--- START ---

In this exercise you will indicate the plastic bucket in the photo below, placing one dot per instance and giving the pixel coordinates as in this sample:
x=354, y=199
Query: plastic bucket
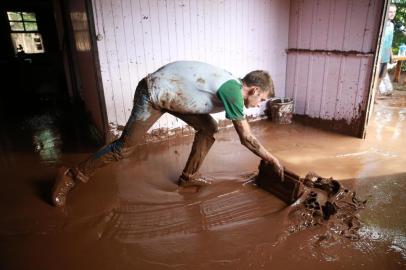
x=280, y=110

--- END ---
--- START ---

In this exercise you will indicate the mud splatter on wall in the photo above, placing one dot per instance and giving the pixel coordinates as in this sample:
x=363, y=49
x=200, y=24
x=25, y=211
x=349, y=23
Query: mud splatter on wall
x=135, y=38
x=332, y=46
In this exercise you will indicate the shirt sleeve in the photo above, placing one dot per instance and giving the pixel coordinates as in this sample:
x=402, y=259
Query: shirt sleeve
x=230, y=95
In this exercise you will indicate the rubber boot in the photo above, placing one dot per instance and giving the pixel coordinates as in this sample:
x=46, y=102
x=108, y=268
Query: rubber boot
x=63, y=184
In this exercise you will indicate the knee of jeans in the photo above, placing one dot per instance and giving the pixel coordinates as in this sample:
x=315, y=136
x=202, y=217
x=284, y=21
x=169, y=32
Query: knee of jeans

--- END ---
--- START ---

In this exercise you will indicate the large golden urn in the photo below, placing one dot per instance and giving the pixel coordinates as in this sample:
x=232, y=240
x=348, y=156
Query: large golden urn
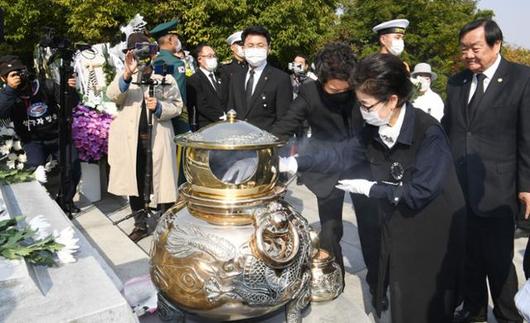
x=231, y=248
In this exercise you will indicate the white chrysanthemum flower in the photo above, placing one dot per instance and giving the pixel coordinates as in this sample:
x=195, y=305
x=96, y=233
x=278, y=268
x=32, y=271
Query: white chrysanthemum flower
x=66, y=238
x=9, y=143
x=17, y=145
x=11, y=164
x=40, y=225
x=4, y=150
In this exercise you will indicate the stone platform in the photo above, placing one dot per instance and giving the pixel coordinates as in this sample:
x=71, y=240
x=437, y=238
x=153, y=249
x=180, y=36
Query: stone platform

--- END ---

[Objective] Reproduce verbatim the stretch of rows from the line containing "In this exercise you will indicate the shirt" through the line containing "Query: knee of jeans", both of those lines included. Copy nothing outside that stretch.

[Solution to this task]
In this exercise you will indicate the shirt sleeve in the photo above, placing one dot per instance and giving the pixel coordinates as in this sample:
x=402, y=259
Query: shirt sleeve
x=230, y=95
In this exercise you will indicate the rubber boot in the photo above, placing one dot per instance and giving the pixel coordinates as in this sample:
x=46, y=102
x=108, y=268
Query: rubber boot
x=63, y=184
In this exercise you will indicate the knee of jeans in the photo above, placing one dot per instance and giving the pixel coordinates as in this sample:
x=315, y=136
x=202, y=217
x=284, y=21
x=169, y=32
Query: knee of jeans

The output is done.